## Exercise prompt
Below are records; output all of them exactly.

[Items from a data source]
_ _ _ _ _

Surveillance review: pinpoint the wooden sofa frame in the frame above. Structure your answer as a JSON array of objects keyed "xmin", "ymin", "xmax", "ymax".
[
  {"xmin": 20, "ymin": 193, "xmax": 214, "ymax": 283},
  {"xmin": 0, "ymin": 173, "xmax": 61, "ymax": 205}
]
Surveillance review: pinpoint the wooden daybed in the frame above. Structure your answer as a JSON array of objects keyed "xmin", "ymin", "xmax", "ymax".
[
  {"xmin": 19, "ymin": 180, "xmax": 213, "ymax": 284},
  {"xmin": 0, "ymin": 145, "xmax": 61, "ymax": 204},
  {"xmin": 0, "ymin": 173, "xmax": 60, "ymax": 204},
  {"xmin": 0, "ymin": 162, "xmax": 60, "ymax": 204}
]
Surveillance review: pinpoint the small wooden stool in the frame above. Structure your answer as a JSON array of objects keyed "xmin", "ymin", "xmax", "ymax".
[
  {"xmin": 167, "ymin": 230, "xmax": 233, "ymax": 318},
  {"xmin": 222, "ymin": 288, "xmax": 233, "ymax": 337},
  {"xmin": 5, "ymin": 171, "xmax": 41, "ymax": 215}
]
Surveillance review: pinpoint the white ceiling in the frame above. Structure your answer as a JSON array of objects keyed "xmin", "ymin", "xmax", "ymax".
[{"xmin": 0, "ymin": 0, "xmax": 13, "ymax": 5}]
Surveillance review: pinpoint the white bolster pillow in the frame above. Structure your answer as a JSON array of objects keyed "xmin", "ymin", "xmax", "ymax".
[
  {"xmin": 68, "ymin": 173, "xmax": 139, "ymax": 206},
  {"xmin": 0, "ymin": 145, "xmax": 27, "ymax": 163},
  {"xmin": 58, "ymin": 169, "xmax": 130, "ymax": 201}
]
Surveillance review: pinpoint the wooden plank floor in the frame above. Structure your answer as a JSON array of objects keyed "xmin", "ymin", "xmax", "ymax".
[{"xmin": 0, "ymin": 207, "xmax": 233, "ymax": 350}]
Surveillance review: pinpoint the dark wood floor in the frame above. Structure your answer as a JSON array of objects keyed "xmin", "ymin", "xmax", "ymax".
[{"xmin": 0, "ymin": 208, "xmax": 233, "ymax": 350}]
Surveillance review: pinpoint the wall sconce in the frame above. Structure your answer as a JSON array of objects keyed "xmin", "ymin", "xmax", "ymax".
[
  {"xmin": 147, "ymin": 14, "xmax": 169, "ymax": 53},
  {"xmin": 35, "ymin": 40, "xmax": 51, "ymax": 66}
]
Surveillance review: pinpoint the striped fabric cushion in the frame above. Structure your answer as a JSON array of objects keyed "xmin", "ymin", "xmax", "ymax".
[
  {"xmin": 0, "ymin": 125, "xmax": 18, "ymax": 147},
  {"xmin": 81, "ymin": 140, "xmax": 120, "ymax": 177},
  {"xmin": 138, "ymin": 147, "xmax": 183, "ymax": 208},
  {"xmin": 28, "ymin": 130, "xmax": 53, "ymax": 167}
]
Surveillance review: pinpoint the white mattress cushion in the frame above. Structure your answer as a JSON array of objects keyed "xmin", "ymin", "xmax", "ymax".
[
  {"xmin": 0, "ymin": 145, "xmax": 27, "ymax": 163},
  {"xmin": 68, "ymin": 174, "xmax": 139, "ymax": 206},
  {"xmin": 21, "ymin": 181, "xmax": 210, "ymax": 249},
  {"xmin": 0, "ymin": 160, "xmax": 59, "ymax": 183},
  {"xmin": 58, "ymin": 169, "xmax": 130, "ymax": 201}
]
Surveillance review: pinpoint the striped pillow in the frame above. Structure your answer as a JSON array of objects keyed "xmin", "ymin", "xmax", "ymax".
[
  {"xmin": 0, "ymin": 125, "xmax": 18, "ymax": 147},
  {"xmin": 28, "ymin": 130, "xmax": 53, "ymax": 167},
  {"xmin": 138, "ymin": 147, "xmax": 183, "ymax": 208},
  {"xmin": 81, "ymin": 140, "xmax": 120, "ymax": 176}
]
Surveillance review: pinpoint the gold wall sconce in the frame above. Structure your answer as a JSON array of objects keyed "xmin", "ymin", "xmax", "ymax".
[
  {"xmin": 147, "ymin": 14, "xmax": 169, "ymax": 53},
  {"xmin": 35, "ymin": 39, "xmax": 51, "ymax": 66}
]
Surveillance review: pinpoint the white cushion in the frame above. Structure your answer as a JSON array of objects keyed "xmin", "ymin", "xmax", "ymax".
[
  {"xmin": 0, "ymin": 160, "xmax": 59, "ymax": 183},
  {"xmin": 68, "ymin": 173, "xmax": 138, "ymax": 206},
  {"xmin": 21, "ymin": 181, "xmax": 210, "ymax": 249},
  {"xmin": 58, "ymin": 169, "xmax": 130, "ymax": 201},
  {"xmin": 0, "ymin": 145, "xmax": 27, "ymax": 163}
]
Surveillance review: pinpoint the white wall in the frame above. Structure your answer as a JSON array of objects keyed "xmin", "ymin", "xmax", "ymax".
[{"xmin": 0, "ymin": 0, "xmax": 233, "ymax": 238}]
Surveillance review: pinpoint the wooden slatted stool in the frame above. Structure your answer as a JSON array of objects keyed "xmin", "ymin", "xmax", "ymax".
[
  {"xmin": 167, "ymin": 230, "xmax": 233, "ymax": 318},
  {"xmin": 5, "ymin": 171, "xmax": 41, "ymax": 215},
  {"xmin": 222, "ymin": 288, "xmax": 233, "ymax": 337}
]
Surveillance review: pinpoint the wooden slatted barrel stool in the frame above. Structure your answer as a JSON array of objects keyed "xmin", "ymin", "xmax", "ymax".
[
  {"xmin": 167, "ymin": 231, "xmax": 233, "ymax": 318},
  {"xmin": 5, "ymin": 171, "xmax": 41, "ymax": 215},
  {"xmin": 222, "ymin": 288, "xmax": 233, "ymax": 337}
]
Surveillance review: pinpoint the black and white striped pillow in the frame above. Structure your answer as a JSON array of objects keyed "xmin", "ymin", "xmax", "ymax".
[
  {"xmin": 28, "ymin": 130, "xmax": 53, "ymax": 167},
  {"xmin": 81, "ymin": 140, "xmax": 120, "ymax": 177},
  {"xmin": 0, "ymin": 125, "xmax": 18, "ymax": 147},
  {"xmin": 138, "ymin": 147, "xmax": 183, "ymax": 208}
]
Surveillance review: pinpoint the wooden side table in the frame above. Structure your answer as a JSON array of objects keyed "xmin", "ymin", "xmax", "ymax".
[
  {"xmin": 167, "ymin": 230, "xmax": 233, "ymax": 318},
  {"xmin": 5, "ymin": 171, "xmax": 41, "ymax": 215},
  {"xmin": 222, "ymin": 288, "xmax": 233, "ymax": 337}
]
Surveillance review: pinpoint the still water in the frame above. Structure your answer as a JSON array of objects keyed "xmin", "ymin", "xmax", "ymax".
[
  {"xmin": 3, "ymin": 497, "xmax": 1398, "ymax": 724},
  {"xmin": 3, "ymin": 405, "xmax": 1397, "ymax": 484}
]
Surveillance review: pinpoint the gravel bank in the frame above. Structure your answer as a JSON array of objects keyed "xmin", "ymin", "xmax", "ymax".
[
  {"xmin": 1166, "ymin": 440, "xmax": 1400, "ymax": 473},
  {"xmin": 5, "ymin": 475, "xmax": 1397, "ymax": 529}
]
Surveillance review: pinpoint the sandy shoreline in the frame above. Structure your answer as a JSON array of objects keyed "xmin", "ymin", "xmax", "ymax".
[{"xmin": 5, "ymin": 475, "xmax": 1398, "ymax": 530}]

_ _ _ _ _

## Final answer
Surveillance review: pinpoint the wooden sofa frame in the frame above. Structure your answer as a JSON array of objects keyed "xmin", "ymin", "xmax", "ymax".
[
  {"xmin": 20, "ymin": 193, "xmax": 214, "ymax": 283},
  {"xmin": 0, "ymin": 173, "xmax": 61, "ymax": 205}
]
Surveillance review: pinpoint the wooden daybed in the frame above. Structure your answer as a JSON array of objects keyed "xmin", "ymin", "xmax", "ymax".
[
  {"xmin": 19, "ymin": 180, "xmax": 213, "ymax": 284},
  {"xmin": 0, "ymin": 145, "xmax": 61, "ymax": 204},
  {"xmin": 0, "ymin": 173, "xmax": 60, "ymax": 204},
  {"xmin": 0, "ymin": 162, "xmax": 60, "ymax": 204}
]
Surveillance review: pinpoint the small wooden stool in the frame above. Structure your answer as a JSON array of objects keyed "xmin", "ymin", "xmax", "ymax".
[
  {"xmin": 167, "ymin": 230, "xmax": 233, "ymax": 318},
  {"xmin": 222, "ymin": 288, "xmax": 233, "ymax": 337},
  {"xmin": 5, "ymin": 171, "xmax": 41, "ymax": 215}
]
Surveillance review: pinpoint the white ceiling in the frame above. Structure your answer as a JSON array of objects keyed "xmin", "ymin", "xmax", "ymax".
[{"xmin": 0, "ymin": 0, "xmax": 13, "ymax": 5}]
Surveillance review: pinpoint the white bolster pillow in the frame above. Structure your answer as a JSON array of objects keyed "xmin", "ymin", "xmax", "ymax".
[
  {"xmin": 68, "ymin": 173, "xmax": 139, "ymax": 206},
  {"xmin": 0, "ymin": 145, "xmax": 27, "ymax": 163},
  {"xmin": 58, "ymin": 169, "xmax": 130, "ymax": 201}
]
Surveillance review: pinpoint the wooden plank floor in the frame above. Structure your answer as a JSON array of objects keyed "xmin", "ymin", "xmax", "ymax".
[{"xmin": 0, "ymin": 207, "xmax": 233, "ymax": 350}]
Surveillance review: pinpoint the dark wood floor in the frame above. Structure your answer as a JSON array of objects keyed "xmin", "ymin", "xmax", "ymax".
[{"xmin": 0, "ymin": 208, "xmax": 233, "ymax": 350}]
Surveillance review: pinpoint the wall sconce in the frame above. Structure your answer as a JSON array of objects keyed "xmin", "ymin", "xmax", "ymax".
[
  {"xmin": 147, "ymin": 14, "xmax": 169, "ymax": 53},
  {"xmin": 35, "ymin": 40, "xmax": 51, "ymax": 66}
]
Surveillance review: pinpoint the striped fabric cushion in the frame above. Structure your answer as a JSON array of objects keyed "xmin", "ymin", "xmax", "ymax".
[
  {"xmin": 0, "ymin": 125, "xmax": 18, "ymax": 147},
  {"xmin": 81, "ymin": 140, "xmax": 120, "ymax": 177},
  {"xmin": 138, "ymin": 147, "xmax": 183, "ymax": 208},
  {"xmin": 28, "ymin": 130, "xmax": 53, "ymax": 167}
]
Surveillance review: pinpoint the white mattress cushion in the frame above. Structure your answer as a JSON array of objects keyed "xmin", "ymin", "xmax", "ymax".
[
  {"xmin": 0, "ymin": 145, "xmax": 27, "ymax": 163},
  {"xmin": 68, "ymin": 174, "xmax": 139, "ymax": 206},
  {"xmin": 21, "ymin": 181, "xmax": 210, "ymax": 249},
  {"xmin": 0, "ymin": 160, "xmax": 59, "ymax": 183},
  {"xmin": 58, "ymin": 169, "xmax": 130, "ymax": 201}
]
Surveillance review: pinpoint the striped pillow in the frame above. Structure your answer as a JSON array of objects keyed "xmin", "ymin", "xmax", "ymax".
[
  {"xmin": 0, "ymin": 125, "xmax": 18, "ymax": 147},
  {"xmin": 28, "ymin": 130, "xmax": 53, "ymax": 167},
  {"xmin": 138, "ymin": 147, "xmax": 183, "ymax": 208},
  {"xmin": 81, "ymin": 140, "xmax": 120, "ymax": 176}
]
Surveillance review: pinpoint the gold wall sconce in the frame above. Structure your answer as a JSON array of objects keyed "xmin", "ymin", "xmax", "ymax".
[
  {"xmin": 147, "ymin": 14, "xmax": 169, "ymax": 53},
  {"xmin": 35, "ymin": 39, "xmax": 51, "ymax": 66}
]
Surveillance review: pinpoint the white cushion in the frame above. Structure your answer as a JSON array of objects keyed "xmin", "ymin", "xmax", "ymax".
[
  {"xmin": 0, "ymin": 160, "xmax": 59, "ymax": 183},
  {"xmin": 68, "ymin": 173, "xmax": 138, "ymax": 206},
  {"xmin": 21, "ymin": 181, "xmax": 210, "ymax": 249},
  {"xmin": 58, "ymin": 169, "xmax": 130, "ymax": 201},
  {"xmin": 0, "ymin": 145, "xmax": 27, "ymax": 163}
]
Surveillance review: pinpoint the white wall in the frame above. Structure your answer as a JSON array of objects keyed "xmin", "ymin", "xmax", "ymax".
[{"xmin": 0, "ymin": 0, "xmax": 233, "ymax": 238}]
Surveillance review: pinpoint the wooden slatted stool in the frame above. Structure your answer as a JSON array of objects keyed "xmin", "ymin", "xmax", "ymax".
[
  {"xmin": 167, "ymin": 230, "xmax": 233, "ymax": 318},
  {"xmin": 5, "ymin": 171, "xmax": 41, "ymax": 215},
  {"xmin": 222, "ymin": 288, "xmax": 233, "ymax": 337}
]
Surveillance review: pinpoint the wooden slatted barrel stool in the frame above. Structure your answer as a JSON array of objects keyed "xmin", "ymin", "xmax", "ymax".
[
  {"xmin": 167, "ymin": 231, "xmax": 233, "ymax": 318},
  {"xmin": 5, "ymin": 171, "xmax": 41, "ymax": 215},
  {"xmin": 222, "ymin": 288, "xmax": 233, "ymax": 337}
]
Surveillance review: pinpoint the black and white striped pillow in the frame above. Structure your answer as a JSON array of objects keyed "xmin", "ymin", "xmax", "ymax".
[
  {"xmin": 28, "ymin": 130, "xmax": 53, "ymax": 167},
  {"xmin": 81, "ymin": 140, "xmax": 120, "ymax": 177},
  {"xmin": 0, "ymin": 125, "xmax": 18, "ymax": 147},
  {"xmin": 138, "ymin": 147, "xmax": 183, "ymax": 208}
]
Surveillance review: pinpoint the wooden side table in the frame above. Structure your answer as a JSON array of objects keyed "xmin", "ymin", "xmax", "ymax".
[
  {"xmin": 167, "ymin": 230, "xmax": 233, "ymax": 318},
  {"xmin": 5, "ymin": 171, "xmax": 41, "ymax": 215},
  {"xmin": 222, "ymin": 288, "xmax": 233, "ymax": 337}
]
Surveillance review: pinpoint the still water in the frame above. Structure your answer as a JSON array of objects keyed "xmin", "ymin", "xmax", "ymax".
[
  {"xmin": 3, "ymin": 497, "xmax": 1398, "ymax": 724},
  {"xmin": 3, "ymin": 405, "xmax": 1397, "ymax": 484}
]
Surveillance review: pinpoint the gravel bank in the frame above. Structure your answer as a JSON array of objects keyed "xmin", "ymin", "xmax", "ymax".
[
  {"xmin": 1166, "ymin": 440, "xmax": 1400, "ymax": 473},
  {"xmin": 5, "ymin": 475, "xmax": 1397, "ymax": 529}
]
Surveillance review: pinpoint the sandy shoreline in the frame above. Structure your answer as a JSON array of objects keyed "xmin", "ymin", "xmax", "ymax".
[{"xmin": 5, "ymin": 475, "xmax": 1398, "ymax": 530}]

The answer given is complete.